● EXERCISE REQUIREMENTS
Decide whether each statement below agrees with the press release about the dusky gopher frog recovery plan, answering yes or no and quoting the deciding words of the release. 1. The U.S. Fish and Wildlife Service released the draft recovery plan. 2. More than 100 adult dusky gopher frogs remain. 3. The formal notice of intent to sue was filed in December 2013.

● EXCERPTED PASSAGE
# # # # # # #
For Immediate Release, September 9, 2014
Contact: Collette Adkins Giese, (651) 955-3821
Recovery Plan Proposed for Endangered Mississippi Frog
Plan Calls for Restoring Frog Across Its Range, Including St. Tammany Parish,
Louisiana and Mississippi
GULFPORT, Miss.— According to a settlement agreement with the Center for Biological Diversity and Gulf Restoration Network, the U.S. Fish and Wildlife Service today released a draft recovery plan for endangered dusky gopher frogs. The plan calls for reintroduction of the frogs to additional ponds in Mississippi and Louisiana, as well as monitoring, research and protection of their vanishing long-leaf pine habitat.
|Photo courtesy USFWS. This image is available for media use.
“With a recovery plan, we can fight threats like habitat destruction that have driven these frogs to the razor’s edge of extinction,” said Collette Adkins Giese, the Center’s attorney dedicated to conserving amphibians and reptiles. “Fewer than 100 adult frogs remain, making dusky gopher frogs one of America’s most highly endangered amphibians. We need to be doing everything we can to save these guys.”
Although gopher frogs have been protected under the Endangered Species Act for more than a decade, the Fish and Wildlife Service had not developed a required recovery plan to guide management of the species. In December 2012 the Center and Gulf Restoration Network filed a formal notice of intent to sue the Interior Department for its failure to develop such a plan for the endangered frogs. The plan released today is the result of a 2013 agreement with the conservation groups.
# # # # # # #
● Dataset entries
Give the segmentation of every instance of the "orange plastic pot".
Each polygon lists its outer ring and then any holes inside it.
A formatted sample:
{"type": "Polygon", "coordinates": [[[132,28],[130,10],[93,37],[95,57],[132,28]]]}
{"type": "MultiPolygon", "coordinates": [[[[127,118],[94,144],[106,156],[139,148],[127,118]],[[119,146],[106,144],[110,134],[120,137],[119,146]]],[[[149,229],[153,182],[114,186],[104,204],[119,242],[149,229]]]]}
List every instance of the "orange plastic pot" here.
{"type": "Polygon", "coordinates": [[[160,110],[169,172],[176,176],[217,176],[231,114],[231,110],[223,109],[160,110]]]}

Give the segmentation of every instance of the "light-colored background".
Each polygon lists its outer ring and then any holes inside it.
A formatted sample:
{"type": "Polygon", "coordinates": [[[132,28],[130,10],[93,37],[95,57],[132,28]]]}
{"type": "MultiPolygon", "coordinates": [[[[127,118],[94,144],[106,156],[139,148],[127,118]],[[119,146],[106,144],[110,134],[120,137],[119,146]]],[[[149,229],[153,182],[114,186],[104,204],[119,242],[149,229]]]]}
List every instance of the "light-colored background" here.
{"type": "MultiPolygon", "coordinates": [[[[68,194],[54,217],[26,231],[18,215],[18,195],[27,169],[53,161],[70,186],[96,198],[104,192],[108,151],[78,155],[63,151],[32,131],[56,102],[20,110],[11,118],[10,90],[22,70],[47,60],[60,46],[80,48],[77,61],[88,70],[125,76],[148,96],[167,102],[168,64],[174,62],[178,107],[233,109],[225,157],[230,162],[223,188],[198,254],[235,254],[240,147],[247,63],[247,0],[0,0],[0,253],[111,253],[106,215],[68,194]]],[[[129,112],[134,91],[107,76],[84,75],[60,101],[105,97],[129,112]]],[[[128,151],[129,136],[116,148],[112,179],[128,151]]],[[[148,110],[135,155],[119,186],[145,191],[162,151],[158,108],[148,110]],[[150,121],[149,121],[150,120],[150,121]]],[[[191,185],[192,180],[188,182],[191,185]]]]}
# # # # # # #
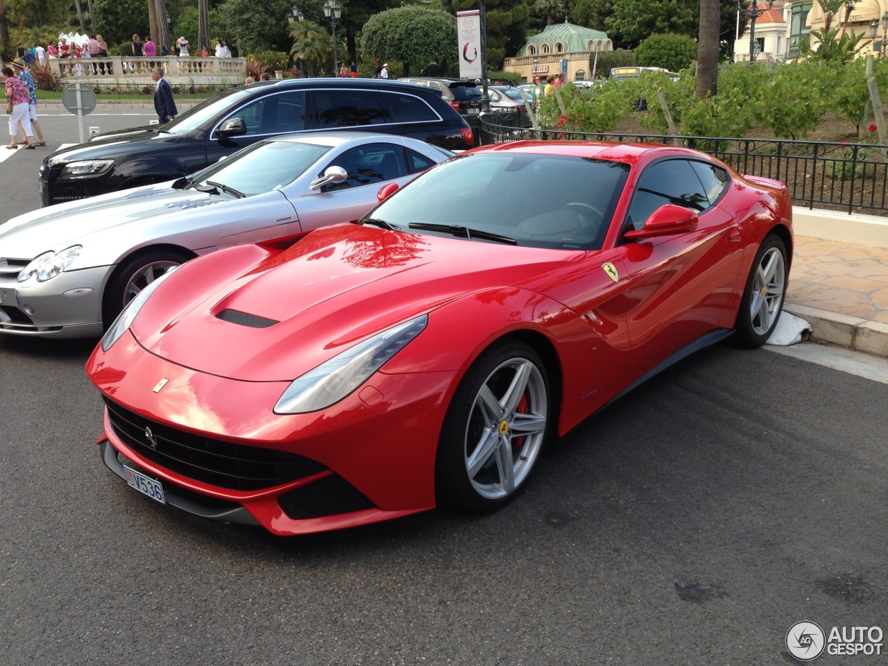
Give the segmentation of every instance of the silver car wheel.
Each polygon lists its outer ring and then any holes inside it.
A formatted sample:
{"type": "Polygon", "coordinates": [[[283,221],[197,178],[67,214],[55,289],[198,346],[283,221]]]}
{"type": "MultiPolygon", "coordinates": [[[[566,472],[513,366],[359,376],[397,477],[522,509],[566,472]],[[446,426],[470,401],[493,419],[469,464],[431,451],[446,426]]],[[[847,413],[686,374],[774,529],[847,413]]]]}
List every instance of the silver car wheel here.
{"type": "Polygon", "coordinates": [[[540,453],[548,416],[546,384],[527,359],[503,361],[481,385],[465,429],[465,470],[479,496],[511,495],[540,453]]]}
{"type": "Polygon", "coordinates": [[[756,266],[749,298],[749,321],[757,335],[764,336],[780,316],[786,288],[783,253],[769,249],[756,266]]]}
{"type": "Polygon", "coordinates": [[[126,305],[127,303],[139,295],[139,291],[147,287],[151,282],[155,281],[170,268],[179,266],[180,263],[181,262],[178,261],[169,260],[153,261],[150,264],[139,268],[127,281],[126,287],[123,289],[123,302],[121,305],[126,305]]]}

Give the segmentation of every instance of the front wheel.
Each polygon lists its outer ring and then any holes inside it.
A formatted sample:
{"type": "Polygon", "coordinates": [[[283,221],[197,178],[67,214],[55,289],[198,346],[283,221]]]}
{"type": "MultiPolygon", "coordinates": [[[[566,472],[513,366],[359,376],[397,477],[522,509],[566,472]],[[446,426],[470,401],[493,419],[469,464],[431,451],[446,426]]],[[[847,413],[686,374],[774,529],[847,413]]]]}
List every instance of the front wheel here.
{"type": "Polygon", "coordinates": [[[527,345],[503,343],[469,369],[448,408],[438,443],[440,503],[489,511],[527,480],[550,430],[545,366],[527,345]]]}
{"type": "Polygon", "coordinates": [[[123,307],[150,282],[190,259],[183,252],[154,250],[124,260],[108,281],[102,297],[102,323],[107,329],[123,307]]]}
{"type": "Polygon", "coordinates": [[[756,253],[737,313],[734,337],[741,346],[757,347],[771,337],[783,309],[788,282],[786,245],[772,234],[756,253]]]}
# # # # # # #
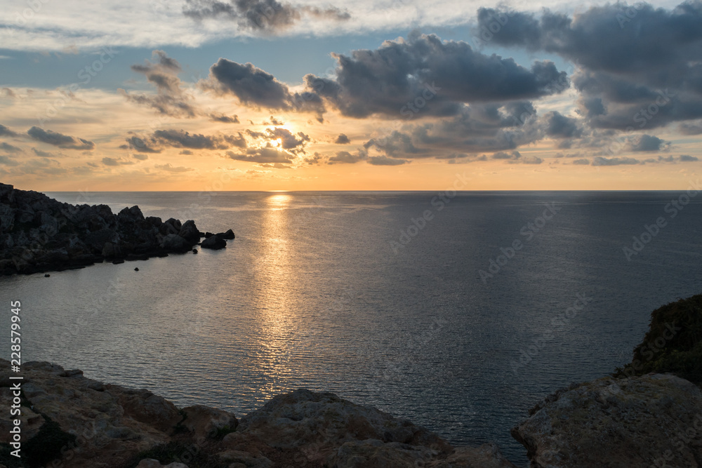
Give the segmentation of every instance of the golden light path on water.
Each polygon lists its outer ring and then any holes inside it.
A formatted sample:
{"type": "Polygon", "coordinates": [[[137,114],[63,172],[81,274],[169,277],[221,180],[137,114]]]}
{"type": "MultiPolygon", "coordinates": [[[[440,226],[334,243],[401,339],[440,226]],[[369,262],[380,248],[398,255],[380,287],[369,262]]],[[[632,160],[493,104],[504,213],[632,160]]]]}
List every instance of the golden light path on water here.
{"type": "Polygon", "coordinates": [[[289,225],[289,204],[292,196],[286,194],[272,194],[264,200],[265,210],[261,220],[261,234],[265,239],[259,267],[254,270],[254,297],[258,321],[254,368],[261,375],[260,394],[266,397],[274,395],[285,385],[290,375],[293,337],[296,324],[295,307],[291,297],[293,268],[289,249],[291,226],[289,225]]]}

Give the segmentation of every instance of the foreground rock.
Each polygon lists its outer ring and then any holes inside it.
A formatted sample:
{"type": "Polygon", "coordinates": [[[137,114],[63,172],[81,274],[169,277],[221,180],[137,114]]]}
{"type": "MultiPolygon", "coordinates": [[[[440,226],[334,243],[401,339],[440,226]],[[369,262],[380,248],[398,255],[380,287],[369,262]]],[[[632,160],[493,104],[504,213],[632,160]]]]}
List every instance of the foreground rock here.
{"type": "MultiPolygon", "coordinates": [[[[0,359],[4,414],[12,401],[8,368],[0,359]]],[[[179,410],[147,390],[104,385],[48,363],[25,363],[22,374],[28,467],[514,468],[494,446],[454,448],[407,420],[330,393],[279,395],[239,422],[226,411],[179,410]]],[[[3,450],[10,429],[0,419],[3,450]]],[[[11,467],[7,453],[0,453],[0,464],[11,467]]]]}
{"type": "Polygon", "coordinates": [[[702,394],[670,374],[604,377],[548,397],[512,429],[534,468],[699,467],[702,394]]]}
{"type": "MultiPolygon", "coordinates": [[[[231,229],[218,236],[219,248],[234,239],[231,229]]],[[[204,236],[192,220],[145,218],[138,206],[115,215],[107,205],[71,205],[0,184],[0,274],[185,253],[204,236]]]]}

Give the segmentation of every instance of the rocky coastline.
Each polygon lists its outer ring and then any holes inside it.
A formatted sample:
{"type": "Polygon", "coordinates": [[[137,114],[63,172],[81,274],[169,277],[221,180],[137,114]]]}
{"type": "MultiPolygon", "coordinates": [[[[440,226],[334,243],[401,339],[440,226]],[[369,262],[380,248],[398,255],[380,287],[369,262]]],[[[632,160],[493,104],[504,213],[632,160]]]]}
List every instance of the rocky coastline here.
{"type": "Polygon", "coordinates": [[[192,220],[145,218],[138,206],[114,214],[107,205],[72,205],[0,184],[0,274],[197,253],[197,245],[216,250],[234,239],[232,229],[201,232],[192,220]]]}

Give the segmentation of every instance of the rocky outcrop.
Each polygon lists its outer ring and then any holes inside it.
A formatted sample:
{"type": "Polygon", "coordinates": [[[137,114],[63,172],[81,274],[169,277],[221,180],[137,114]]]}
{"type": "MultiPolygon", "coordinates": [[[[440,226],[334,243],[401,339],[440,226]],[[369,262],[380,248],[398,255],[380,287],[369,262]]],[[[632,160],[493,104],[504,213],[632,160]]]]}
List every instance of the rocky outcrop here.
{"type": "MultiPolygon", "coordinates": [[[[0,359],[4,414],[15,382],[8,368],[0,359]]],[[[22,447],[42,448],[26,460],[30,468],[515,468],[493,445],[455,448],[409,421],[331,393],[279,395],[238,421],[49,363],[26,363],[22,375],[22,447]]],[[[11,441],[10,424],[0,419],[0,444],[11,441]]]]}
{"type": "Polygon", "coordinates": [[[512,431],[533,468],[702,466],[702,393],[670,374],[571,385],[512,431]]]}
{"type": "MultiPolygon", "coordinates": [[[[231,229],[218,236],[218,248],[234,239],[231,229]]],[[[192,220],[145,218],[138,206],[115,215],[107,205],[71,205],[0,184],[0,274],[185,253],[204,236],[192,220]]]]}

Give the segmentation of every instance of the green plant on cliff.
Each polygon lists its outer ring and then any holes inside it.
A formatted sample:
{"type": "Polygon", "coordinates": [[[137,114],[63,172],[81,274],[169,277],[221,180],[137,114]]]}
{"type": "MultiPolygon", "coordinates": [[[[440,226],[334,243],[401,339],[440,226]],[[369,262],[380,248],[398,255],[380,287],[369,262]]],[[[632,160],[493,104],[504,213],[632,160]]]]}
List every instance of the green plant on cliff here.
# # # # # # #
● SOLVED PROBLEM
1. Yes: "the U.S. Fish and Wildlife Service today released a draft recovery plan for endangered dusky gopher frogs"
2. No: "Fewer than 100 adult frogs remain"
3. No: "In December 2012 the Center and Gulf Restoration Network filed a formal notice of intent to sue"